[Referring expression pointing data]
* * * * * * * * *
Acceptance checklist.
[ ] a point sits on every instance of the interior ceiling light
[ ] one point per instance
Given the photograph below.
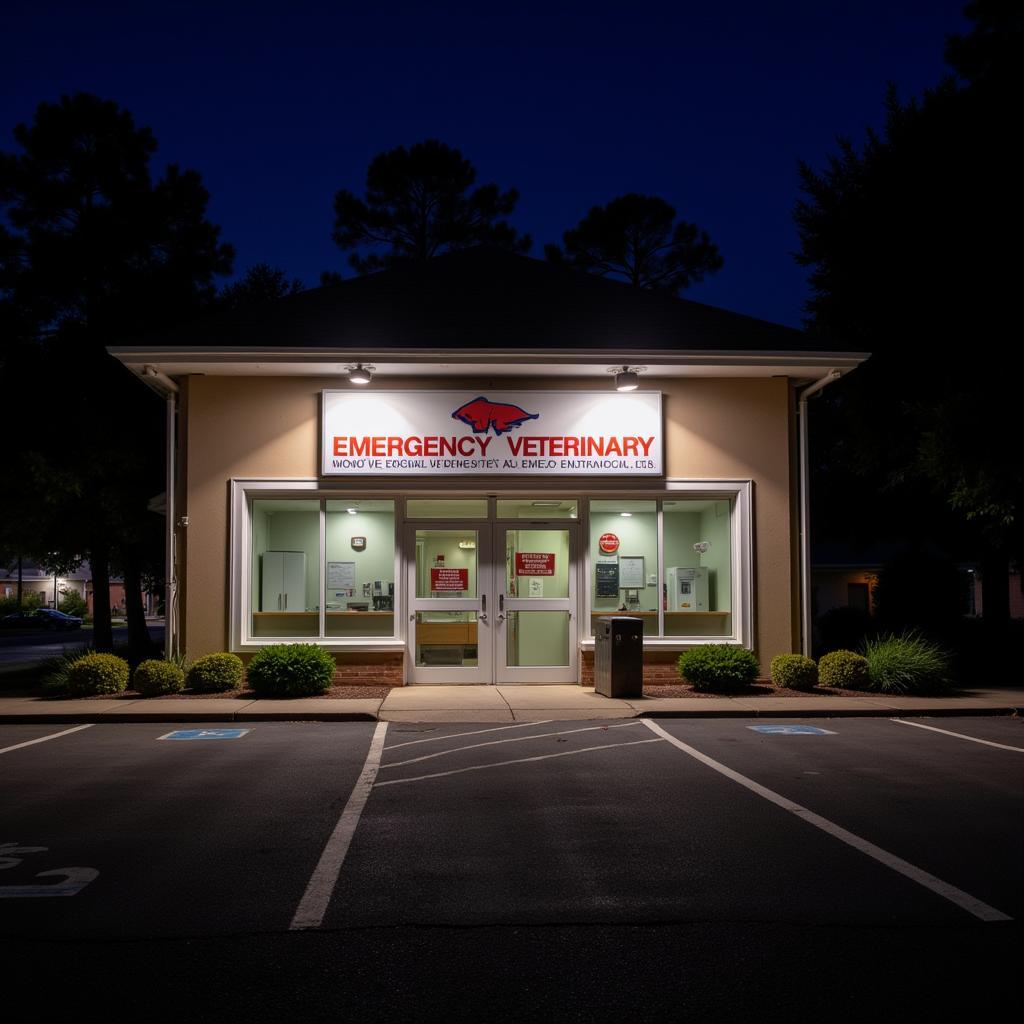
(359, 374)
(627, 378)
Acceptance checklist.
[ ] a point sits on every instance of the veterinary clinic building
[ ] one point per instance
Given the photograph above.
(435, 473)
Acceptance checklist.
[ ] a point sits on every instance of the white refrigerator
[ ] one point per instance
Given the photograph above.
(284, 584)
(687, 588)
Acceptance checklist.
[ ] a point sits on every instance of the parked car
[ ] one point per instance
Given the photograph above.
(41, 619)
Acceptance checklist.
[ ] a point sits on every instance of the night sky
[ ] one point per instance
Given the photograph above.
(709, 105)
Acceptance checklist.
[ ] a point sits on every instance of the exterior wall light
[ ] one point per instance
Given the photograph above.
(359, 374)
(627, 378)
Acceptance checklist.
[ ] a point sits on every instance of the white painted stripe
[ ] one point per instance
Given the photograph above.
(958, 735)
(459, 735)
(518, 761)
(512, 739)
(42, 739)
(944, 889)
(313, 904)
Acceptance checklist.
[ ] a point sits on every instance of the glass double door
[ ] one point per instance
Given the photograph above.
(492, 603)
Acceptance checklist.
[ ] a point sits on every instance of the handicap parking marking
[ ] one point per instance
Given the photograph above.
(792, 730)
(205, 734)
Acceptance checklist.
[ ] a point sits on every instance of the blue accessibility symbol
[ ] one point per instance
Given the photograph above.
(205, 734)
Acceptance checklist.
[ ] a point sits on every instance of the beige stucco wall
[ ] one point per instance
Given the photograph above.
(268, 427)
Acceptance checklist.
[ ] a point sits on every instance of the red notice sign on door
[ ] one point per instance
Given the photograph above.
(535, 563)
(448, 580)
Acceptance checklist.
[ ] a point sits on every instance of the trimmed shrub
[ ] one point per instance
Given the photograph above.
(93, 674)
(215, 673)
(54, 671)
(154, 678)
(794, 672)
(291, 670)
(718, 668)
(844, 670)
(30, 601)
(906, 664)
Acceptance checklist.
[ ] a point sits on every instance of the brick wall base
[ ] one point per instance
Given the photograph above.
(658, 668)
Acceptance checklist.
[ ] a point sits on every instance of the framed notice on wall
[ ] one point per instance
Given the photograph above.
* * * * * * * * *
→ Instructions to follow:
Word for word, restate all of the records. Exclude the pictures.

→ Solution for this problem:
Acceptance checklist.
[ ] a point sits on every instance of the interior ceiling light
[ ] one point per instance
Given the photograph below.
(359, 374)
(627, 378)
Acceptance checklist.
[ ] a point sits on every instance of the veterinary clinic building
[ ] one point per instance
Given the photograph above.
(435, 473)
Acceptance checklist.
[ ] a point sits on every instance of the white refrigerator
[ ] one point per instance
Given the photograph above.
(284, 584)
(687, 588)
Acceptance checklist.
[ ] a point sits on every instance of the parked car
[ ] one point per instance
Given the photograph above.
(41, 619)
Acceptance checklist.
[ ] a point sits on every instance of the night sky
[ ] one point per instance
Given the photograph above.
(709, 105)
Acceptance checklist.
[ ] a point sits on every instance of the exterior wall light
[ ] one point per instance
Given the photograph above.
(359, 374)
(627, 378)
Acceptance checklist.
[ ] a point sits on every instance of the white painted stripe
[ ] one point per instance
Given the photograph above.
(958, 735)
(459, 735)
(518, 761)
(512, 739)
(42, 739)
(944, 889)
(313, 904)
Acceptance checklist.
[ ] a point sits on every instance of the glass double door
[ ] one point per instance
Given the photograph above.
(492, 603)
Acceptance checklist.
[ ] a point sits on every instance of the handicap parking marking
[ ] one point per instance
Given the photograph above.
(792, 730)
(205, 734)
Acceptance checklist.
[ ] a point sits on every instance of the blue accessibility symbol
[ ] one point per instance
Given the photograph above.
(205, 734)
Acceptance checklist.
[ ] a point sits on every instance of the beige stucco wall
[ ] one point per instance
Given the photograph above.
(268, 427)
Acceptance checklist.
[ ] a point sits on every instance of the red notice sign on door
[ ] one point per instance
Given the photograph above.
(535, 563)
(448, 580)
Acceptance checklist.
[ ] a point sits on every instance of the trimmed shrub
[ ] one point per instance
Given the photograph above.
(93, 674)
(215, 673)
(54, 671)
(154, 678)
(794, 672)
(291, 670)
(718, 668)
(844, 670)
(30, 601)
(906, 664)
Acceptance checklist.
[ ] a point sits on every instance of the brick wall base
[ ] one point per instance
Given the photograph above.
(658, 668)
Acceptance checklist.
[ ] a point sits on every instance of the framed notice on wall
[ ] one point per instance
Given the photograph above.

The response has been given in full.